* BEGIN Provided entries *

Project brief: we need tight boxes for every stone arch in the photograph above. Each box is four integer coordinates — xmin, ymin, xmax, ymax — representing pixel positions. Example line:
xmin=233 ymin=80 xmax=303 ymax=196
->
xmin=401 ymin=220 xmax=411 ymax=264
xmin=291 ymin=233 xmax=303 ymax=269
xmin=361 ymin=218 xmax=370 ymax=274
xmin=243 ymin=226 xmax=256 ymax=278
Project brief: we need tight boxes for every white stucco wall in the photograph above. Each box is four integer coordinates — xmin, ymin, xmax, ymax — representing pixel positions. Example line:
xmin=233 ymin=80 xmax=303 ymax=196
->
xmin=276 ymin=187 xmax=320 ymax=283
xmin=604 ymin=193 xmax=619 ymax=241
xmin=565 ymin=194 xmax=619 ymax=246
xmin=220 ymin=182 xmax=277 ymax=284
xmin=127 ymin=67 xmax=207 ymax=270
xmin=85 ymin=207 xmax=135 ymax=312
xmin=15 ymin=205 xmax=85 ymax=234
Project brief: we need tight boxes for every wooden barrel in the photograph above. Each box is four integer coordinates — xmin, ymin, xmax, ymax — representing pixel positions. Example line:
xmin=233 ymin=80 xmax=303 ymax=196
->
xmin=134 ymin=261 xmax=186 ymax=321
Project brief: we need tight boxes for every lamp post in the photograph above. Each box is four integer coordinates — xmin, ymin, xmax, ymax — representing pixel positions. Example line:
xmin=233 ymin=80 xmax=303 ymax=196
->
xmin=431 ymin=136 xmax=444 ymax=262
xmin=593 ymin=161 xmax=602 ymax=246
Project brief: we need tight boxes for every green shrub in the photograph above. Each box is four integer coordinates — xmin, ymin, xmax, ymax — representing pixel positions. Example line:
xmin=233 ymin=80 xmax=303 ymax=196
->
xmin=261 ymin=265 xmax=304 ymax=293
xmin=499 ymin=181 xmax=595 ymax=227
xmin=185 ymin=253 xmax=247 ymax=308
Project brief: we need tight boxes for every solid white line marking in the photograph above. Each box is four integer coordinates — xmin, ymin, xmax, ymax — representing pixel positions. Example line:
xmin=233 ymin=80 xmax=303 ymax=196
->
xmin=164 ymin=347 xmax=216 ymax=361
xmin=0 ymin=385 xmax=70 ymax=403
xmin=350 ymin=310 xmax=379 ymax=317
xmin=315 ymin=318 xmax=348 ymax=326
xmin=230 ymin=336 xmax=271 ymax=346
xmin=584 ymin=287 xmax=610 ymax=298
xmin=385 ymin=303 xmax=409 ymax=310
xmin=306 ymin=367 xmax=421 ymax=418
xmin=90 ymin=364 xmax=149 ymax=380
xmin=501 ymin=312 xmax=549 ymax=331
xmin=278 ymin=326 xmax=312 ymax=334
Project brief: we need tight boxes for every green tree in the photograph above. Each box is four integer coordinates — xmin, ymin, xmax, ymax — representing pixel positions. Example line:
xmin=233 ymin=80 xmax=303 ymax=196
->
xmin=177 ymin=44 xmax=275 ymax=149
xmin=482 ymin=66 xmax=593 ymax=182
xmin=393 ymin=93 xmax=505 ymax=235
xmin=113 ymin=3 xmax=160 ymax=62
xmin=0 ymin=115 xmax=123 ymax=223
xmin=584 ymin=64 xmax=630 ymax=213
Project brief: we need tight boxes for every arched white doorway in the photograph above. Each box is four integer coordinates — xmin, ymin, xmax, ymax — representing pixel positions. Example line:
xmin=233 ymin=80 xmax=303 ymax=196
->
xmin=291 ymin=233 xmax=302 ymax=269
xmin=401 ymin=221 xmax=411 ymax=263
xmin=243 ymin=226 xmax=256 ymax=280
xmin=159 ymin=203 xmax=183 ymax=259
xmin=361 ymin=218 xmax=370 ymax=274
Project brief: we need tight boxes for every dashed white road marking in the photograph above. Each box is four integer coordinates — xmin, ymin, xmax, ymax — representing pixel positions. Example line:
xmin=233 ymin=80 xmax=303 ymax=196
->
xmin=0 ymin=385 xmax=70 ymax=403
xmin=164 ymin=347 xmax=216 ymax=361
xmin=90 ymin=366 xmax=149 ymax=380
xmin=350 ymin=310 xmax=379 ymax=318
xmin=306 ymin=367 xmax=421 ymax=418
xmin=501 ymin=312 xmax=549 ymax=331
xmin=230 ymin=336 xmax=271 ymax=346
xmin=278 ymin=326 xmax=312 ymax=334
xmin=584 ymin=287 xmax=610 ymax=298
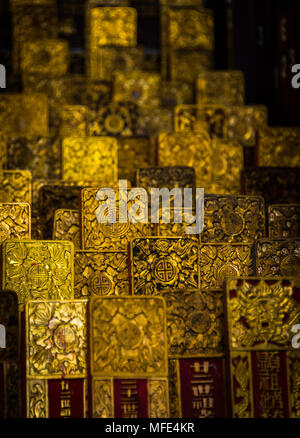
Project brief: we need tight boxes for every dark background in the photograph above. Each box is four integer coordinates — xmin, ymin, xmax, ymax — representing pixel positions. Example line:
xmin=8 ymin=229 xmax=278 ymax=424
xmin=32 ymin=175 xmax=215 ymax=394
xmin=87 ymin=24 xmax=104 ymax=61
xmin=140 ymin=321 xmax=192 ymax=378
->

* END Provided entries *

Render every line of the items above as a numbered list, omitting blank lines and excluding the pictures.

1. Project brief: we need tight boxes for every stone arch in the photograph above. Each box is four integer coordinates — xmin, ymin, xmax, ymax — representing pixel positions. Example line:
2. xmin=233 ymin=80 xmax=303 ymax=196
3. ->
4. xmin=401 ymin=220 xmax=411 ymax=264
5. xmin=291 ymin=233 xmax=303 ymax=269
6. xmin=361 ymin=218 xmax=370 ymax=274
7. xmin=243 ymin=226 xmax=256 ymax=278
8. Project brief: we need tight boxes for every white stucco wall in the photograph above. Each box is four integer coordinates — xmin, ymin, xmax, ymax — representing pixel positions. Example line:
9. xmin=233 ymin=80 xmax=303 ymax=196
10. ->
11. xmin=276 ymin=187 xmax=320 ymax=283
12. xmin=604 ymin=193 xmax=619 ymax=241
13. xmin=565 ymin=194 xmax=619 ymax=246
14. xmin=220 ymin=182 xmax=277 ymax=284
15. xmin=127 ymin=67 xmax=207 ymax=270
16. xmin=85 ymin=207 xmax=135 ymax=312
17. xmin=15 ymin=205 xmax=85 ymax=234
18. Project brief: we need tight boxes for every wooden barrel in the photograph above. Each box is four integer coordinates — xmin, ymin, xmax, ymax — representing pixel positions. Example line:
19. xmin=233 ymin=80 xmax=303 ymax=196
20. ->
21. xmin=134 ymin=261 xmax=186 ymax=321
22. Project brief: we need tight boxes for every lamp post in the photograph above. Each box is four integer coordinates — xmin, ymin, xmax, ymax — representing pixel positions. Example line:
23. xmin=233 ymin=80 xmax=303 ymax=196
24. ->
25. xmin=431 ymin=136 xmax=444 ymax=262
26. xmin=593 ymin=161 xmax=602 ymax=246
27. Project brief: we need tight boxes for every green shrub in the photograph above. Each box is four integer coordinates — xmin, ymin, xmax, ymax — representing pixel positions. Example line:
28. xmin=233 ymin=80 xmax=303 ymax=196
29. ->
30. xmin=261 ymin=265 xmax=304 ymax=293
31. xmin=499 ymin=181 xmax=595 ymax=227
32. xmin=185 ymin=253 xmax=247 ymax=308
33. Project brief: we need tight boxes for every solid white line marking in the photograph above. Each box is four integer coordinates — xmin, ymin, xmax, ymax — representing pixel positions. Example line:
34. xmin=233 ymin=80 xmax=303 ymax=196
35. ->
36. xmin=164 ymin=347 xmax=216 ymax=361
37. xmin=0 ymin=385 xmax=70 ymax=403
38. xmin=350 ymin=310 xmax=379 ymax=317
39. xmin=315 ymin=318 xmax=348 ymax=326
40. xmin=230 ymin=336 xmax=271 ymax=346
41. xmin=584 ymin=287 xmax=610 ymax=298
42. xmin=385 ymin=303 xmax=409 ymax=310
43. xmin=306 ymin=367 xmax=421 ymax=418
44. xmin=90 ymin=364 xmax=149 ymax=380
45. xmin=501 ymin=312 xmax=549 ymax=331
46. xmin=278 ymin=326 xmax=312 ymax=334
47. Project brief: we need tight boxes for every green tree in the photograph above. Each box is four integer coordinates — xmin, ymin, xmax, ymax — representing pixel positions. Example line:
48. xmin=233 ymin=80 xmax=303 ymax=196
49. ->
50. xmin=177 ymin=44 xmax=275 ymax=149
51. xmin=482 ymin=66 xmax=593 ymax=182
52. xmin=393 ymin=93 xmax=505 ymax=235
53. xmin=113 ymin=3 xmax=160 ymax=62
54. xmin=0 ymin=115 xmax=123 ymax=223
55. xmin=584 ymin=64 xmax=630 ymax=213
56. Project brief: we need tight boxes for every arched white doorway in the photograph above. Each box is four integer coordinates — xmin, ymin, xmax, ymax — representing pixel positions. Example line:
57. xmin=233 ymin=80 xmax=303 ymax=196
58. ->
59. xmin=291 ymin=233 xmax=302 ymax=269
60. xmin=401 ymin=221 xmax=411 ymax=263
61. xmin=243 ymin=226 xmax=256 ymax=280
62. xmin=159 ymin=203 xmax=183 ymax=259
63. xmin=361 ymin=218 xmax=370 ymax=274
64. Project brief: we need tight boxes for every dashed white road marking in the photograph above. Each box is four integer coordinates — xmin, ymin, xmax, ymax — representing pixel positions. Example line:
65. xmin=233 ymin=80 xmax=303 ymax=196
66. ->
67. xmin=0 ymin=385 xmax=70 ymax=403
68. xmin=164 ymin=347 xmax=216 ymax=361
69. xmin=90 ymin=366 xmax=149 ymax=380
70. xmin=350 ymin=310 xmax=379 ymax=318
71. xmin=306 ymin=367 xmax=421 ymax=418
72. xmin=501 ymin=312 xmax=549 ymax=331
73. xmin=230 ymin=336 xmax=271 ymax=346
74. xmin=278 ymin=326 xmax=312 ymax=334
75. xmin=584 ymin=287 xmax=610 ymax=298
76. Project brief: we need tight boxes for every dark background in the photograph above. Each box is four integer coordinates — xmin, ymin, xmax, ymax — representing pixel positions. Example line:
77. xmin=8 ymin=229 xmax=278 ymax=424
78. xmin=32 ymin=175 xmax=215 ymax=394
79. xmin=87 ymin=24 xmax=104 ymax=61
80. xmin=140 ymin=321 xmax=192 ymax=378
81. ->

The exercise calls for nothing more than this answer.